— start —

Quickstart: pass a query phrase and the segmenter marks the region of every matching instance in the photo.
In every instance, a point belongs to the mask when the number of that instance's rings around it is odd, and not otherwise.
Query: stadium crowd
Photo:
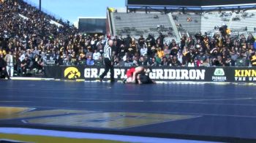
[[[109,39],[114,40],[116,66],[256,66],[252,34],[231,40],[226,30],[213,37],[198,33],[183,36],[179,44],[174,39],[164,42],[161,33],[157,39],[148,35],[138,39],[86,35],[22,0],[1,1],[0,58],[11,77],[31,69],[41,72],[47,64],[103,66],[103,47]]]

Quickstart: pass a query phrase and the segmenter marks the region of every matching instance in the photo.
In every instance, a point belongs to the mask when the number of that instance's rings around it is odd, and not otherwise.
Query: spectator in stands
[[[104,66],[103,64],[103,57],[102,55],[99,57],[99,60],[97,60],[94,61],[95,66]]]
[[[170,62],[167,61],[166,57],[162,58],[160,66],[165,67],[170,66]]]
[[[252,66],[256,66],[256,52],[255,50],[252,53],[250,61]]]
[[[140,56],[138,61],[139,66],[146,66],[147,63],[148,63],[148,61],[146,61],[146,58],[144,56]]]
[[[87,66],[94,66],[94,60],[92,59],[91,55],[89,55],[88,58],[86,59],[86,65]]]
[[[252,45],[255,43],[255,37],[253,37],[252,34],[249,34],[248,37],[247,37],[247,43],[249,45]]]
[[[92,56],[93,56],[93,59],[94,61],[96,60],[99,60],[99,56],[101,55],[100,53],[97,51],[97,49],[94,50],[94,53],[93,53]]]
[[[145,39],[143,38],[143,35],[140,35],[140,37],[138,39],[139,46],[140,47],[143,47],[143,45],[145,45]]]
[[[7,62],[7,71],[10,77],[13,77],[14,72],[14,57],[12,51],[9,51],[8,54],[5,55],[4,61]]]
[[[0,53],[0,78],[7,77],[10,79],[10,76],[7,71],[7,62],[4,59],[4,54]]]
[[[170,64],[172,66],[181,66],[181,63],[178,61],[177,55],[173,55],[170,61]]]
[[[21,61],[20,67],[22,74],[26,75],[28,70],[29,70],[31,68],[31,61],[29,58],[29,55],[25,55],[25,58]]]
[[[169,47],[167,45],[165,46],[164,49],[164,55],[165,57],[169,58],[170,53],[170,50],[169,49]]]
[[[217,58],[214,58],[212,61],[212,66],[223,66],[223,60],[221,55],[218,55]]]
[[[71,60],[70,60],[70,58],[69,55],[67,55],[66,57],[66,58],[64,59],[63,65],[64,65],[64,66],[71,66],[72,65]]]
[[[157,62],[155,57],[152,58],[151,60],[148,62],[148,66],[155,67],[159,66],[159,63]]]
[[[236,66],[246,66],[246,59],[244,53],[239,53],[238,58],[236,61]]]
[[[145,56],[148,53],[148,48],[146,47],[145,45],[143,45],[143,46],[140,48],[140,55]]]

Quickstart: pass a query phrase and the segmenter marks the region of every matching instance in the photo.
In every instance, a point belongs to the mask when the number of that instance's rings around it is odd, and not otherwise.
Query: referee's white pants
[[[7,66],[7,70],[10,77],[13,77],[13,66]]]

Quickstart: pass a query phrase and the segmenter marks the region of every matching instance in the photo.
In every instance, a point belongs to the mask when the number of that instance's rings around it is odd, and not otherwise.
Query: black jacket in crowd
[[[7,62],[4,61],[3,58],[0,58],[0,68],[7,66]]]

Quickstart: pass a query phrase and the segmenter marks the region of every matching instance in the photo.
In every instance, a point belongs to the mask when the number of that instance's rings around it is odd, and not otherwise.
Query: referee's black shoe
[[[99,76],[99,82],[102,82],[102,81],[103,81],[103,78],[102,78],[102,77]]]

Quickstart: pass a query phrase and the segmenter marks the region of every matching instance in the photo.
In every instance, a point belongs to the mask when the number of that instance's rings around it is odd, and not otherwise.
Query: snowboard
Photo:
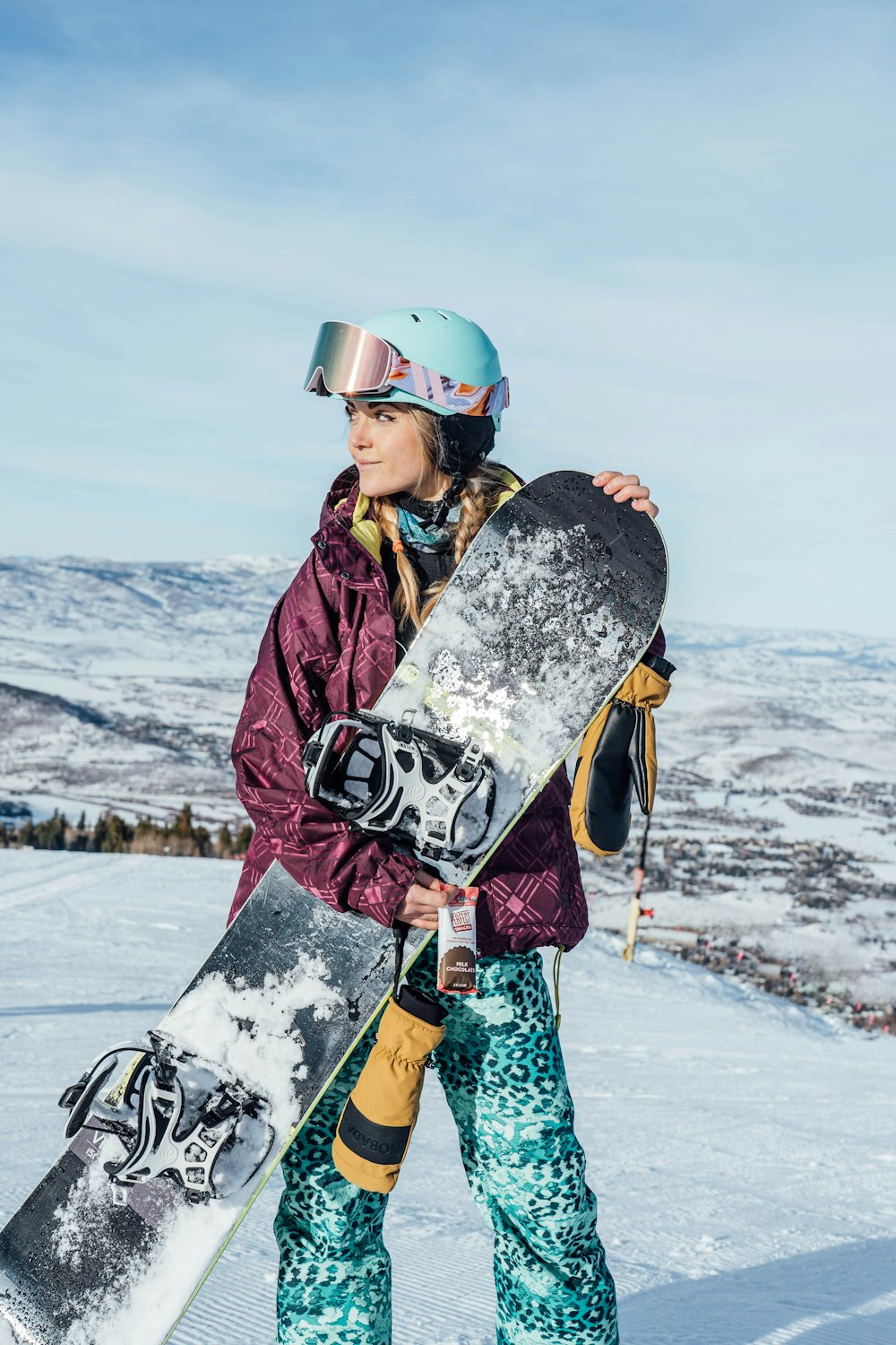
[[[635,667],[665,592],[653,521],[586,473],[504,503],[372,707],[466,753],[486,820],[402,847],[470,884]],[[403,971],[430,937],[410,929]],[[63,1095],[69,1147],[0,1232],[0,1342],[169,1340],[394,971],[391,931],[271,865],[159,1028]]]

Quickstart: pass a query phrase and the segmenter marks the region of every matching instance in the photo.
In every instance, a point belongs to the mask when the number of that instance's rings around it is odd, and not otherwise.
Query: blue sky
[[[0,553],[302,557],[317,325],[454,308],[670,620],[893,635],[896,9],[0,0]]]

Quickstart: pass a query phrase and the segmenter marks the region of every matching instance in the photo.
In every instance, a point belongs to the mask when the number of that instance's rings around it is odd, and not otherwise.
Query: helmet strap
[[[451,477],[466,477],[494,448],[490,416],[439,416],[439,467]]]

— end —
— start —

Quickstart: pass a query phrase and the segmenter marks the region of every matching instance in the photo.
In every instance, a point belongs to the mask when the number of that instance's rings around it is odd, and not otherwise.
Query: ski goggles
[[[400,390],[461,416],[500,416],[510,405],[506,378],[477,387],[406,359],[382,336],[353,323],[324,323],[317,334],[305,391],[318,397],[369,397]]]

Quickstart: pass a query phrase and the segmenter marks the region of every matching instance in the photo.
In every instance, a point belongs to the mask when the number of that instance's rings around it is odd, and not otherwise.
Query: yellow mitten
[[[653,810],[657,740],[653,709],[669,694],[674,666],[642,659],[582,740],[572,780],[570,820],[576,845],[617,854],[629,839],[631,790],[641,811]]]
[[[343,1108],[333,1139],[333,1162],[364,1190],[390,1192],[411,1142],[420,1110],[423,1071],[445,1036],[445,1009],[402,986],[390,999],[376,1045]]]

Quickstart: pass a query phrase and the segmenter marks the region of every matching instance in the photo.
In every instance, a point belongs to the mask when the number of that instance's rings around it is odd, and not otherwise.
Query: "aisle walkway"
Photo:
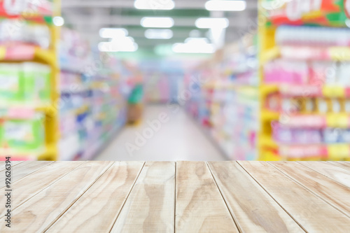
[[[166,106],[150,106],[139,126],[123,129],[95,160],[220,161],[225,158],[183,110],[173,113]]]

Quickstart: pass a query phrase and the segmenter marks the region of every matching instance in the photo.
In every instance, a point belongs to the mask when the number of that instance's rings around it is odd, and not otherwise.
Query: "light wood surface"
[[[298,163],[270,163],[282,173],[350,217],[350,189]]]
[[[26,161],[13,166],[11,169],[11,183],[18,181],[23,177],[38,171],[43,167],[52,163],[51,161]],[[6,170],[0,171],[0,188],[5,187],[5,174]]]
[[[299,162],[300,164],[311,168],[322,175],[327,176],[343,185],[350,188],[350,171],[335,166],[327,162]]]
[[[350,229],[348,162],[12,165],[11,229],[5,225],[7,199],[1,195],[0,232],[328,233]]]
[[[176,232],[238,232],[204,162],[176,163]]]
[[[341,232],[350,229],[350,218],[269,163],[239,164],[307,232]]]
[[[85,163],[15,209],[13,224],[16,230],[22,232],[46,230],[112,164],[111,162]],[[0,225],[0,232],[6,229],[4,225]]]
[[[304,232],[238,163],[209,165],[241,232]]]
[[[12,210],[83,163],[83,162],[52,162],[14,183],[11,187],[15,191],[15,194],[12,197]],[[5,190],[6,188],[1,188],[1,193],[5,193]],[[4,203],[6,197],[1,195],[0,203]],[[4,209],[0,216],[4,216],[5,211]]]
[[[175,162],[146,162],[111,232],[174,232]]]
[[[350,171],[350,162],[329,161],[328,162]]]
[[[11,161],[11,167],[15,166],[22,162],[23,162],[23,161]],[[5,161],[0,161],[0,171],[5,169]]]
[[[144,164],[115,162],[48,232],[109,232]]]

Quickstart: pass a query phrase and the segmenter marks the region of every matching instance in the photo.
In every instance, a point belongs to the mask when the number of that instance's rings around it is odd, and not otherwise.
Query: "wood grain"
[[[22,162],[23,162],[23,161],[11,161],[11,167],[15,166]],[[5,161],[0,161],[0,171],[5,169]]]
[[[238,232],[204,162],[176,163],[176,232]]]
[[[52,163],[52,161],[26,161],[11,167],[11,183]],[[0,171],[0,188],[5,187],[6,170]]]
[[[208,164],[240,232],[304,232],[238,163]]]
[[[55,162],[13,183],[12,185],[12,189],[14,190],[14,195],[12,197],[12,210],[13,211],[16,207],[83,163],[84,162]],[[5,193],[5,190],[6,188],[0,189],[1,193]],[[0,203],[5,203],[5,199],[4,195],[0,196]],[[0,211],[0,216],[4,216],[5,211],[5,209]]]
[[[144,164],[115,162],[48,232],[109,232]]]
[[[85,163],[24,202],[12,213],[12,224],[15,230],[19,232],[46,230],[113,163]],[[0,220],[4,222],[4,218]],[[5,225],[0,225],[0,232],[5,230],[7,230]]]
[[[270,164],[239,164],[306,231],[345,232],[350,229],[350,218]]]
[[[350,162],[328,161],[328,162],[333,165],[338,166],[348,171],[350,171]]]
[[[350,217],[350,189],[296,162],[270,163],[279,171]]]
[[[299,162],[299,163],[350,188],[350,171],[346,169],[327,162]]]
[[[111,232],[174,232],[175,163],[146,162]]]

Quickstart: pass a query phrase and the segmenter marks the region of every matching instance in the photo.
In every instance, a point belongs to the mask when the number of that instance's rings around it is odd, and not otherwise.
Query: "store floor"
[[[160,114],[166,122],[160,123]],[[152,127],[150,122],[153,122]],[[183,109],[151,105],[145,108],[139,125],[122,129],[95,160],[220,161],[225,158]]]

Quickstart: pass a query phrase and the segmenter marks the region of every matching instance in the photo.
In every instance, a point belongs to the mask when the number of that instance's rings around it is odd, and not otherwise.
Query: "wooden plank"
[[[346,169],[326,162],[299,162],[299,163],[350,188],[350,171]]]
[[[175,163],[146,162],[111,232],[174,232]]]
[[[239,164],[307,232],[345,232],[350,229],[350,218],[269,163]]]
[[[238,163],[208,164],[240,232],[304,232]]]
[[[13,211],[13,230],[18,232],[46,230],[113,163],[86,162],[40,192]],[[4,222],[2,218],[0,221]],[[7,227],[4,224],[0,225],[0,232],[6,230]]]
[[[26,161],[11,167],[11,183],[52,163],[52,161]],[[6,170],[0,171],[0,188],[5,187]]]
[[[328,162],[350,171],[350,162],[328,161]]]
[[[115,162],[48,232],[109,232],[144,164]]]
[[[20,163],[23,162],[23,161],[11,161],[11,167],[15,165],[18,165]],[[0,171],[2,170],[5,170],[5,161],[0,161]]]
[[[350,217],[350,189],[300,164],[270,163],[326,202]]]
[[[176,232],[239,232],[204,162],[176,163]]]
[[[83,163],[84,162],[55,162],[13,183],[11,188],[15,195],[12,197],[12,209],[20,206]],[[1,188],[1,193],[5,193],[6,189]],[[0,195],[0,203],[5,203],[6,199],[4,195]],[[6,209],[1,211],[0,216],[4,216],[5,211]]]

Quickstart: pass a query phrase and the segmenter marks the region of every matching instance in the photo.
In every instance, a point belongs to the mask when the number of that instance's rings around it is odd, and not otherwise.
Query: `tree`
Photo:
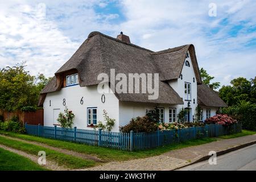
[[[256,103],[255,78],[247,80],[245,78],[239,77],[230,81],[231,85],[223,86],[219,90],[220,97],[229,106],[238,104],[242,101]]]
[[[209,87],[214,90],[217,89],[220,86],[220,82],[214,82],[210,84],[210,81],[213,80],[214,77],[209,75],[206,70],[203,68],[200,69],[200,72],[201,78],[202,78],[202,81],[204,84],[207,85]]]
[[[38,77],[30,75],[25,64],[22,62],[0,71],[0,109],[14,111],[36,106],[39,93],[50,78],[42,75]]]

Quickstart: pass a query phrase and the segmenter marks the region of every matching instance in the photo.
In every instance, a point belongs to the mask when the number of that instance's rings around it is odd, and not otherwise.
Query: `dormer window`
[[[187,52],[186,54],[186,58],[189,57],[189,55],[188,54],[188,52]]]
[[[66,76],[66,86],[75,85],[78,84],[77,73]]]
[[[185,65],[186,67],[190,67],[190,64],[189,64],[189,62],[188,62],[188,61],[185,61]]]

— end —

GOAL >> Can you gather every line of the material that contains the string "crowd" and copy each one out in full? Treat case as significant.

EXERCISE SOLUTION >>
Query: stadium crowd
Query: black jacket in crowd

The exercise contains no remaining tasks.